***** DATA RECORDS *****

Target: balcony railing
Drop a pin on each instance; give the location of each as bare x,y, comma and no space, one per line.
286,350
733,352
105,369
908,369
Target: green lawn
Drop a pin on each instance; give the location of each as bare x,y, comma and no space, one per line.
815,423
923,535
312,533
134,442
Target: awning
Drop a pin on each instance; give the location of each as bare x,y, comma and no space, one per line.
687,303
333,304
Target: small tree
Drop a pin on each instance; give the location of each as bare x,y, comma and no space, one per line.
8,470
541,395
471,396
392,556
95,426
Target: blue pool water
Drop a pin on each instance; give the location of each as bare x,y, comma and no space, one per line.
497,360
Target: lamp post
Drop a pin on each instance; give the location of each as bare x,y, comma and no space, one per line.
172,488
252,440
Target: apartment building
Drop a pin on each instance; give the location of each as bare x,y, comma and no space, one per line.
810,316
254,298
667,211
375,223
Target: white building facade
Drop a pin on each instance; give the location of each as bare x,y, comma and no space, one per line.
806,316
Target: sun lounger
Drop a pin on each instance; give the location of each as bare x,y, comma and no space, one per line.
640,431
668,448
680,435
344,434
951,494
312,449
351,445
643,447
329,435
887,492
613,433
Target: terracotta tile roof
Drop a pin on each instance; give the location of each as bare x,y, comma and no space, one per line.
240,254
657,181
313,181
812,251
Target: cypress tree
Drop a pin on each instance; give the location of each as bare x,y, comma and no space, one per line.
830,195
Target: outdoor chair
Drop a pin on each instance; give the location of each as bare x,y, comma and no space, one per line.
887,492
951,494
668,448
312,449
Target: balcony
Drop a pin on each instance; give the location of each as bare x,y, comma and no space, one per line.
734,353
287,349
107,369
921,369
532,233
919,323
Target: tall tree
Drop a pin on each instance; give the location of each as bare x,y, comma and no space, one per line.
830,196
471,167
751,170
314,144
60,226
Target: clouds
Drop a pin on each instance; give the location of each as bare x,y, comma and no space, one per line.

*****

Once you have read the data, copy all of it out exactly.

TASK OUTPUT:
Target: balcony railing
Drop a pin on each instance; give the location of each as bare x,y, comma and no space, one per line.
286,350
733,352
105,369
908,369
Target: green lawn
Drop a pin on each instance; give the location of each as bare x,y, comma and no space, one per line.
815,423
923,535
312,533
134,442
Target: awning
Drop a pin on each instance; give the location of each as bare x,y, comma and no space, one per line.
687,303
333,304
Target: small tree
Drop a pin on each instance; give the location of each as bare x,y, comma and no space, one per line.
8,470
541,395
471,396
392,556
95,426
Target: blue pool water
Drop a pin on each instance; give the location of each as bare x,y, comma and no space, one per line.
497,360
Target: lamp post
Drop a pin on each instance; give the location of each as bare x,y, comma and no space, one per line.
172,488
252,440
Target: apartment building
Drop a pin on each instance; give the location of each as bare x,y, comma and no space, one per line.
810,316
254,298
667,211
375,223
Target: white building facade
Drop a pin on each instance; give the location of each as bare x,y, comma and no space, one per line.
806,316
Target: sun lounger
Drop a pin on each instance; give the location of each as bare x,y, comma and no space, one per line.
640,431
668,448
680,435
344,434
951,494
312,449
351,445
643,447
329,435
887,492
613,433
Target: terracotta tile roof
Drop a pin on each instance; give the location of each as bare x,y, comma and no space, one per line.
240,254
657,181
313,181
812,251
Target: cypress tree
Drop a pin on each instance; give the location of each as bare x,y, comma and no space, one per line.
830,195
Target: outdoor chair
Drop a pin on each instance; give the location of each as bare x,y, comma and no space, one per line.
887,492
951,494
668,448
312,449
Target: balcony
Drop a pin on each instance; give the location of each as bare x,y, comma and no space, one per line.
734,353
287,349
107,369
921,369
532,233
919,323
Target: tall tree
Drop a pin on each instance; give the location of each as bare x,y, comma and no space, one per line.
830,196
471,167
751,170
314,144
60,226
Target: clouds
Drop a pin on each instance; give the location of each as bare x,y, comma and no space, one per line.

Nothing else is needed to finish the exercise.